▶ **WHAT TO DO**: Reproduce the records below in full and word for word, excluding pictures.

(SUPPLIED MATERIAL begins)

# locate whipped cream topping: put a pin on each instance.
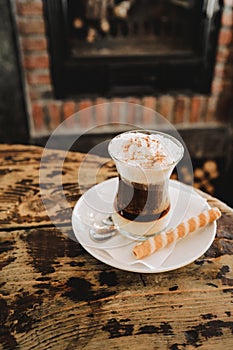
(146, 150)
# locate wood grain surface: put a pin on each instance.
(54, 295)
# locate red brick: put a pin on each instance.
(32, 8)
(196, 109)
(179, 109)
(36, 62)
(133, 115)
(38, 116)
(212, 108)
(85, 114)
(34, 78)
(222, 55)
(34, 44)
(69, 109)
(32, 26)
(225, 36)
(101, 111)
(54, 111)
(217, 86)
(149, 112)
(227, 18)
(115, 110)
(219, 70)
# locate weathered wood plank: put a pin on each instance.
(53, 294)
(36, 190)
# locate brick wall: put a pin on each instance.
(46, 113)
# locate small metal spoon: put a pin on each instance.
(103, 231)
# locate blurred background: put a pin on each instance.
(58, 57)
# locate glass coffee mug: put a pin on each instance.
(144, 160)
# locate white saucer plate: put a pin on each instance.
(97, 203)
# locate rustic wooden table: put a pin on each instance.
(54, 295)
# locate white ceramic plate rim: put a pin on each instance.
(185, 256)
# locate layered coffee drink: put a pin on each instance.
(144, 160)
(142, 202)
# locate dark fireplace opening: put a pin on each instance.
(118, 48)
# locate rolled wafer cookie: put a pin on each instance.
(153, 244)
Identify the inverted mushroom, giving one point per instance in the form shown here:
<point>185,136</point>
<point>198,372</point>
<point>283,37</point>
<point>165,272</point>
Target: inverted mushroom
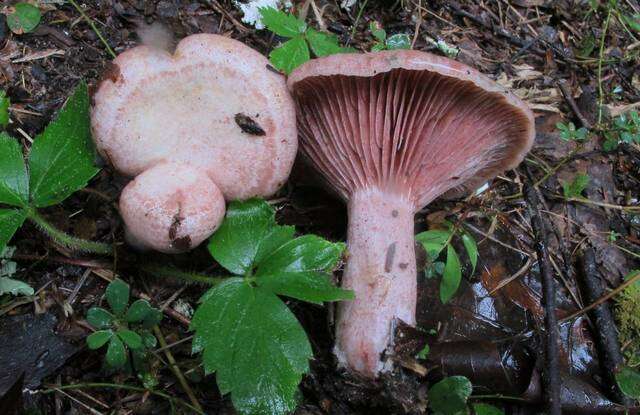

(SUPPLIED MATERIAL ends)

▶ **YOUR SOLUTION**:
# locate whipped cream topping: put a pin on each instance.
(146, 150)
# locate wood grain surface: put a pin on each instance.
(54, 295)
# locate red brick: put a pin on each instance.
(32, 8)
(196, 109)
(179, 109)
(36, 62)
(133, 115)
(38, 116)
(212, 108)
(85, 114)
(34, 78)
(222, 55)
(34, 44)
(69, 109)
(32, 26)
(225, 36)
(101, 111)
(54, 111)
(217, 86)
(149, 112)
(227, 18)
(115, 110)
(219, 70)
# locate weathered wood plank: put a pin on each instance.
(53, 294)
(36, 190)
# locate brick wall: put a pin on each instance.
(46, 113)
# locate small metal spoon: put a pin on each instance.
(103, 231)
# locate blurred background: put a pin on each instance.
(58, 57)
# locate glass coffee mug: put a pin on each instance.
(144, 160)
# locate white saucer plate: put a pin on each instance.
(97, 203)
# locate rustic wooden table: put a pin on each instance.
(54, 295)
# locate white ceramic plate rim: put a pin on each instance.
(185, 256)
# locate layered coffee drink: put a pin on each instance.
(144, 160)
(142, 202)
# locate dark fireplace opening: put a pin on each instance.
(118, 48)
# locate rolled wafer cookie: put a pin on each instance.
(153, 244)
Identify the inverted mushroom, giving one point per instance in the form shown here:
<point>185,136</point>
<point>198,372</point>
<point>283,37</point>
<point>165,272</point>
Target: inverted mushroom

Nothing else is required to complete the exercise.